12-17-2015 07:46 AM
I would like to know the effective sequencial write bandwidth of a 64b DDR4 connected on PS part of a Zynq Ultrascale Plus.
In other words what is the data bus efficiency for sequencial write only operation.
Furthermore, what is the maximum bandwidth from PL to the DDR4 in the PS.
I saw that AXI interfaces where 128b, can I use/agregate 2 of them to obtain better bandwidth?
12-17-2015 08:07 AM
From the overview:
"Twelve dedicated AXI 32-bit, 64-bit, or 128-bit ports connect the PL to high-speed interconnect and DDR
in the PS via a FIFO interface."
And, from the data sheet:
"FAXICLK Maximum AXI interface performance. – 333 MHz"
"FAPUMAX Maximum APU clock frequency. 1500-3, 1200-1 MHz"
More details on page 20 of ds891 regarding the 12 AXI interfaces.
And, the DDR4max is 2400 Mb/s for the -3 (32 bit mode only).
The devil is in the details, of course.
As you know, DDR memories are not 100% efficient for anything, as there are refresh cycles, and modes to burst read/write various length blocks at a time to improve efficiency (get closer to the DDR4max).
And, what the four processors are doing (other than the one trying to write), along with any other devices contending for bandwidth.
For a reasonable estimate, I would say the slowest operation (DDR4 write) is based on the DDR4 memory with a 32 bit bus (not the Zynq MPSoC), and divide that in half.
One can add a new, wider DDR4 controller in the programmable logic, and get much higher bandwidth by a much wider memory bus if the built in DDR4 controller is not fast enough.
12-17-2015 12:24 PM
Thank you for your quick answer.
I do not plan to use any APU or RTPU. I use a zynq to benefit from lower power consumption of hardened function.
That is why I plan tu use DDR4 64b controller in the PS instead of MIG instance in the PL (There I know that I can go up to 80b at 2666Mbps).
Thank you for extracting the FAXICLK from the datasheet, I was assuming something around 600MHz, so the bottle neck may not be the DDR controller.
I need 120 to 140Gbps write bandwidth from PL to the DDR.
Maximum DDR4 64b write bandwidth is 153.6Gbps so I need 79 to 92% efficiency.

## TASKS AND EXERCISES
[A] Retype the Zynq DDR4 bandwidth thread between "Furthermore, what is" and "obtain better bandwidth?", inclusive.
[B] Answer these questions about the Zynq DDR4 bandwidth thread:
(i) How many dedicated AXI ports connect the PL to the PS?
(ii) What maximum AXI interface performance does the data sheet give?
(iii) How much write bandwidth from PL to the DDR does the poster need?
[C] Carry on the Zynq DDR4 bandwidth thread, starting after its last sentence.

## DATASET RECORDS
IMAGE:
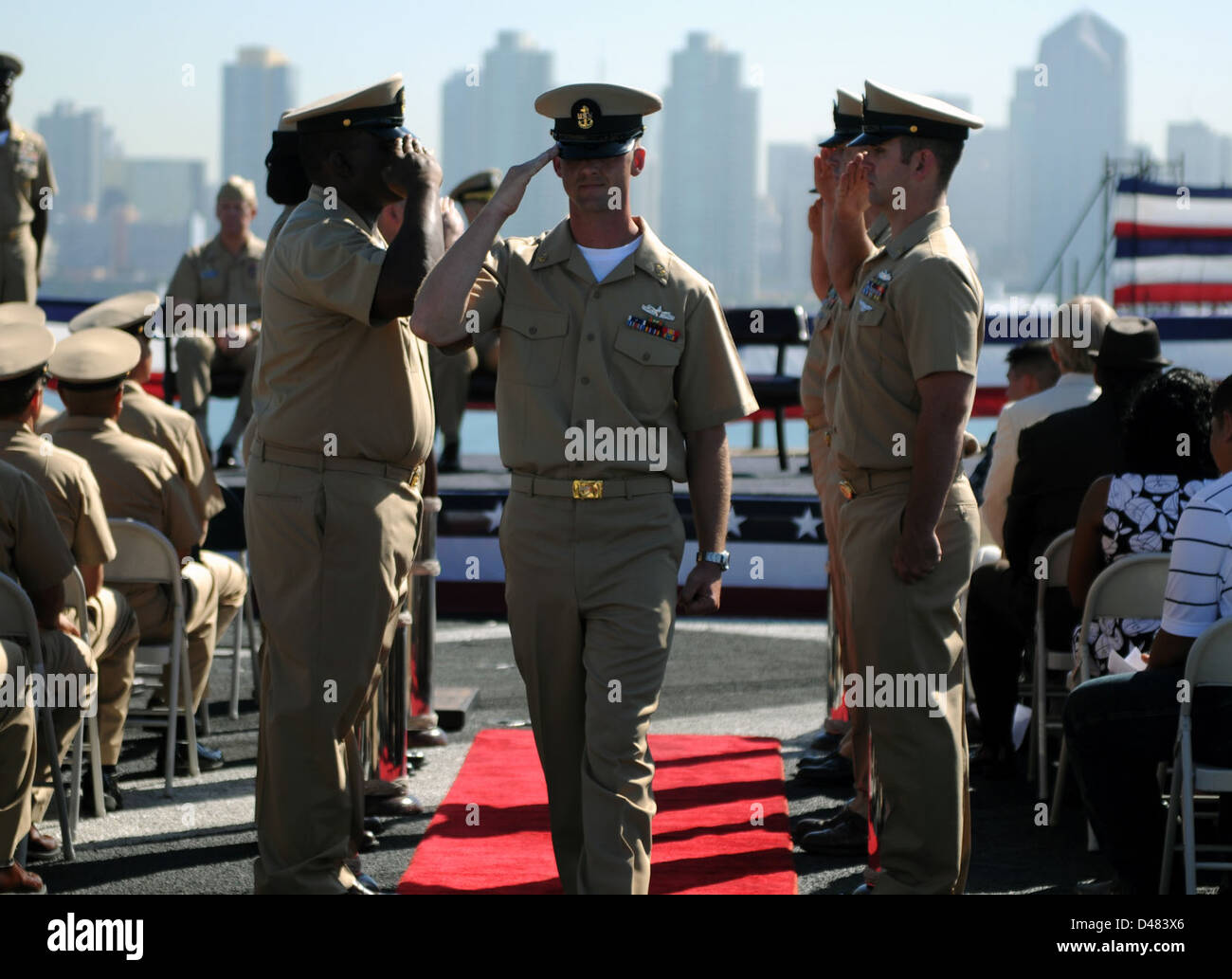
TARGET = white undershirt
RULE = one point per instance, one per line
(602, 262)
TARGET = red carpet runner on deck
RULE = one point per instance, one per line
(711, 792)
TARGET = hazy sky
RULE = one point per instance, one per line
(127, 57)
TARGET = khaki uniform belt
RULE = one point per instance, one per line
(320, 462)
(589, 489)
(857, 481)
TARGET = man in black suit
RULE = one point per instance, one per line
(1058, 461)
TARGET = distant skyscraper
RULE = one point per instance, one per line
(1068, 112)
(709, 138)
(784, 272)
(257, 89)
(75, 143)
(488, 118)
(1205, 152)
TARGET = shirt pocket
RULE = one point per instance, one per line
(644, 370)
(531, 345)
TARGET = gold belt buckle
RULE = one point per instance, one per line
(588, 489)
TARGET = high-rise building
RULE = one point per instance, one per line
(1068, 114)
(784, 263)
(488, 118)
(1207, 154)
(75, 143)
(709, 140)
(257, 89)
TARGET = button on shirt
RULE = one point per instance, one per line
(918, 311)
(647, 349)
(209, 274)
(323, 371)
(69, 486)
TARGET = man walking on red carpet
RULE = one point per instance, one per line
(607, 336)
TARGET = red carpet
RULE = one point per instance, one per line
(491, 834)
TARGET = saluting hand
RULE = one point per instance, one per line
(509, 193)
(916, 555)
(698, 596)
(415, 172)
(851, 200)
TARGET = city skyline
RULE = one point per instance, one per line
(966, 50)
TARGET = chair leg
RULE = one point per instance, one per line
(1059, 792)
(1169, 833)
(62, 805)
(97, 768)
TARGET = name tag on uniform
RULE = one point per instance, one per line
(653, 326)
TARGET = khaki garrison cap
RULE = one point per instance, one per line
(894, 112)
(128, 312)
(94, 360)
(24, 349)
(477, 188)
(12, 314)
(380, 108)
(848, 110)
(594, 120)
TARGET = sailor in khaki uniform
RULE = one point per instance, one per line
(605, 332)
(154, 420)
(26, 190)
(818, 390)
(220, 279)
(451, 374)
(33, 553)
(73, 494)
(333, 504)
(138, 481)
(910, 525)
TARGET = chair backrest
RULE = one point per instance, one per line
(1210, 659)
(74, 597)
(143, 555)
(17, 618)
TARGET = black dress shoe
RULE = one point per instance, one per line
(832, 769)
(450, 461)
(849, 836)
(208, 759)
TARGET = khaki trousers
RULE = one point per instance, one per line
(114, 637)
(16, 752)
(193, 356)
(825, 481)
(451, 379)
(919, 803)
(19, 267)
(591, 593)
(64, 655)
(329, 553)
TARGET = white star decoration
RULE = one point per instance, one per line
(494, 515)
(806, 525)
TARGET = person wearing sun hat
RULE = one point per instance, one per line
(602, 325)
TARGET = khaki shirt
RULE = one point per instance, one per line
(209, 274)
(327, 379)
(25, 172)
(149, 418)
(918, 311)
(70, 488)
(31, 547)
(647, 348)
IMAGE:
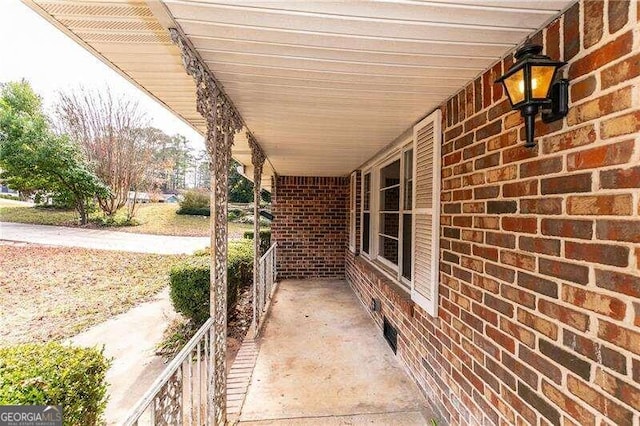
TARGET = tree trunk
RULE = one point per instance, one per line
(82, 212)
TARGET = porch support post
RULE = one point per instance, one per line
(257, 159)
(223, 122)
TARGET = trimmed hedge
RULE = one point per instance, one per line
(193, 211)
(190, 280)
(265, 239)
(54, 374)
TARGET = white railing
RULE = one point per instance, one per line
(266, 279)
(179, 396)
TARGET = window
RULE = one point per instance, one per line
(401, 213)
(395, 180)
(407, 227)
(389, 213)
(352, 213)
(366, 213)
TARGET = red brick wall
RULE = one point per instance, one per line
(539, 308)
(310, 226)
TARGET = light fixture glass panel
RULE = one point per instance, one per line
(541, 79)
(515, 87)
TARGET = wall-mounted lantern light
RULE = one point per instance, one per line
(530, 85)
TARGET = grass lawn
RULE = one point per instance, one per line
(49, 293)
(154, 218)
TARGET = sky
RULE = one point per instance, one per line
(33, 49)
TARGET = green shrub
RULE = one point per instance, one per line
(190, 280)
(195, 203)
(53, 374)
(265, 239)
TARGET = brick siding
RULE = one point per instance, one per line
(539, 297)
(310, 226)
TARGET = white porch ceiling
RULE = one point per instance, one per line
(323, 85)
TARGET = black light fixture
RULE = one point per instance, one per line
(531, 85)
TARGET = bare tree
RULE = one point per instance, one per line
(112, 133)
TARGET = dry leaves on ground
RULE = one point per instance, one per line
(49, 293)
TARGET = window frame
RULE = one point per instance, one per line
(390, 269)
(352, 212)
(365, 172)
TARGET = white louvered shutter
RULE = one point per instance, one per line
(427, 139)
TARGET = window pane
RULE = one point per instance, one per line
(389, 249)
(390, 199)
(367, 190)
(390, 175)
(389, 224)
(406, 246)
(366, 220)
(408, 180)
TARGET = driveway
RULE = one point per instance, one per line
(135, 366)
(100, 239)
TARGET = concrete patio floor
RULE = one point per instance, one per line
(322, 361)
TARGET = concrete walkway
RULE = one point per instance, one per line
(322, 361)
(100, 239)
(130, 339)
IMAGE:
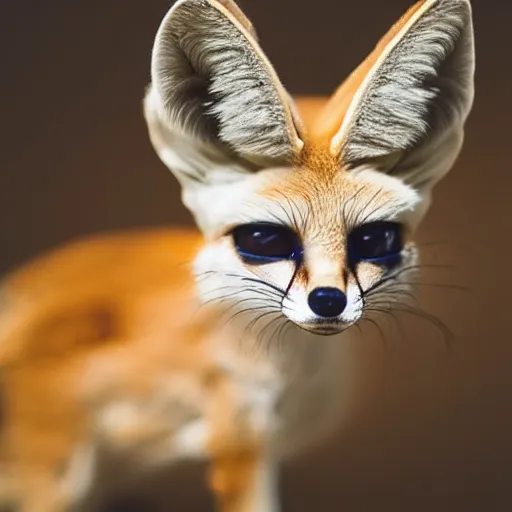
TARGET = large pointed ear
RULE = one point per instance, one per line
(403, 110)
(216, 108)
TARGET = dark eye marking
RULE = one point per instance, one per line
(260, 243)
(378, 242)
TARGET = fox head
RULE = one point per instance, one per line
(314, 222)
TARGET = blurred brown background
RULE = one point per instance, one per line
(431, 430)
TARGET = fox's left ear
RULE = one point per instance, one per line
(403, 110)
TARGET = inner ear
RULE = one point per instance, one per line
(216, 84)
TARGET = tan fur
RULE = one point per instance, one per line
(140, 346)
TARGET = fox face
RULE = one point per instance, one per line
(308, 222)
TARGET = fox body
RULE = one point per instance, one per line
(158, 346)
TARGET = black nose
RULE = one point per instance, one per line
(327, 302)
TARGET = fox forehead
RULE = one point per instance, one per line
(321, 206)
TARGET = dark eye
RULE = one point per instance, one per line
(264, 243)
(375, 241)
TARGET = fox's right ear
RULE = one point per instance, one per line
(216, 108)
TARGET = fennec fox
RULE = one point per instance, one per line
(160, 346)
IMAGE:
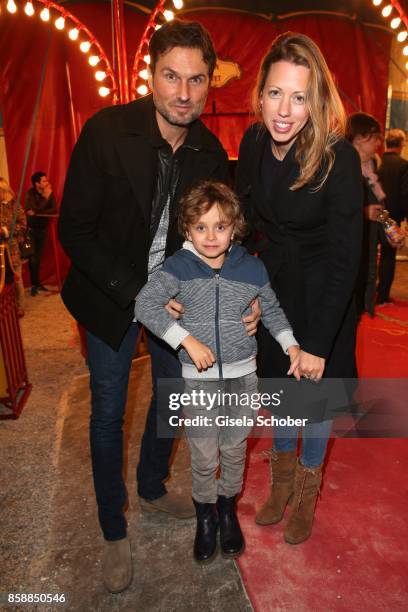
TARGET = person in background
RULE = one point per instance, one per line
(364, 132)
(10, 224)
(393, 175)
(39, 200)
(300, 183)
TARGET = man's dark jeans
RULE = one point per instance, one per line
(38, 235)
(109, 372)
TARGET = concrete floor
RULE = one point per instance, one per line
(49, 535)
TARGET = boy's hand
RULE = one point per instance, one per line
(251, 321)
(199, 353)
(294, 356)
(175, 309)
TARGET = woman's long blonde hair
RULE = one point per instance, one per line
(327, 118)
(6, 192)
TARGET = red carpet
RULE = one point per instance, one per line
(357, 556)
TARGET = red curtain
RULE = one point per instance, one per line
(357, 55)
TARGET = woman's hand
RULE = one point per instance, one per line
(251, 321)
(311, 366)
(200, 354)
(175, 309)
(294, 356)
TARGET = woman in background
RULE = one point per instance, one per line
(7, 215)
(300, 183)
(364, 133)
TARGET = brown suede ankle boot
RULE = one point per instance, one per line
(283, 465)
(307, 487)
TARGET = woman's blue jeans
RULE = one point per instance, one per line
(314, 441)
(109, 377)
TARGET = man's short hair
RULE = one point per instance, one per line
(395, 139)
(189, 34)
(201, 198)
(36, 177)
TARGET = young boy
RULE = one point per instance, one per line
(216, 281)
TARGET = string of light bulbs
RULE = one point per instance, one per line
(140, 73)
(76, 31)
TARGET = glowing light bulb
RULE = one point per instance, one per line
(11, 6)
(387, 10)
(93, 60)
(100, 75)
(29, 9)
(85, 46)
(60, 23)
(73, 34)
(168, 15)
(45, 14)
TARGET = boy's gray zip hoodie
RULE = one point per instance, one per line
(214, 305)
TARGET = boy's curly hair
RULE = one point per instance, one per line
(201, 198)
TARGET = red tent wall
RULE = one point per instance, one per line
(357, 55)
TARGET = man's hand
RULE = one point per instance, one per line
(200, 353)
(372, 210)
(294, 356)
(311, 366)
(175, 309)
(251, 321)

## ANSWER LIST
[A]
Furthermore, what is the maximum bandwidth from PL to the DDR4 in the PS.
I saw that AXI interfaces where 128b, can I use/agregate 2 of them to obtain better bandwidth?

[B]
(i) Twelve.
(ii) 333 MHz.
(iii) 120 to 140 Gbps.

[C]
Is it something achievable in the PS?
12-17-2015 01:00 PM
The MIG in PL has a hardened part, and a soft logic part, so maybe that is still the best way to go?
12-18-2015 12:26 AM
From the power consumption point: DDR controler in the PS consume 50% less than MIG in the PL.
That is why I consider this solution (instead of Kintex Ultrascale+ based solution).
Any change to get figures of PS DDR4 bandwidth on the evaluation board xilinx have?
12-18-2015 06:51 AM
In the PL you can go wider than 32 bits. 2667Mbs in US+ -3.
12-18-2015 07:32 AM
I am interrested in the PS DDR controller.
As you may know it support DDR4, 64 bits, at 2400MHz.
Let me refocus the discution my original question:
What is the effective write only bandwidth of DDR4 memory using PS controller?
12-18-2015 07:48 AM
I thought I read that it is only 32 bits wide. Go check.
Write efficiency seems to be alightly less than 90% at best from what I have also read.
As all this is in the documentation, I encourage you to go read them.
What isn't in the documentation is what else is going on that will take away from the total bandwidth.
As you have stated you will not be using the processors, I wonder how the DDR4 controller can be used at all: it requires setup and control from a processor, and at least enough software code to allow it to be used with the programmable logic.
If all you wanted was to get dat to and from the PL, I would not even use a MPSoC Zynq, but rather use a Virtex US+ device. Not taking advantage of the processors means a great deal of wasted power, so an all logic device is perhaps a better (lower power) choice, and bandwidth is guaranteed (you will get exactly what you designed).
12-18-2015 10:12 AM
Thank you for the answer.
DDR4 bus width is 32b or 64b according to DS891. 32b limitation is for LPDDR4.
Can you tell me where to find the 90% efficiency for PS controller. The only figure I found was for ultrascale MIS in PG150 and was 100% for sequencial write in the text and 89% in table 2-1.
APU and RTPU are not used at all. DDR controller is initialised by the CSU during the FSBL.
VUS+ and KUS+ where considered but are not selected due to planning.
ZUS+ also give the low power advantage of hard PCIe controller with integrated DMA.
12-21-2015 04:40 AM - edited 12-21-2015 04:40 AM
virtex US+ are not shipping right?
It seems that no ultrascale + device with PL PCIe is shipping or sampling, I bet this is due to PCIe GEN 4.. so we may have to wait and wait for first U+ Virtex or Kintex devices..
12-21-2015 08:20 AM
Contact your Xilinx Distributor for engineering sample availability.
12-21-2015 10:10 AM
what you mean MIG has "hardened" part in PL, is there is something MORE than before?
I think only some phaser and fifo and some other "small bits and pieces" are in PL that are used by MIG, but there is no hardened DDR4 IP?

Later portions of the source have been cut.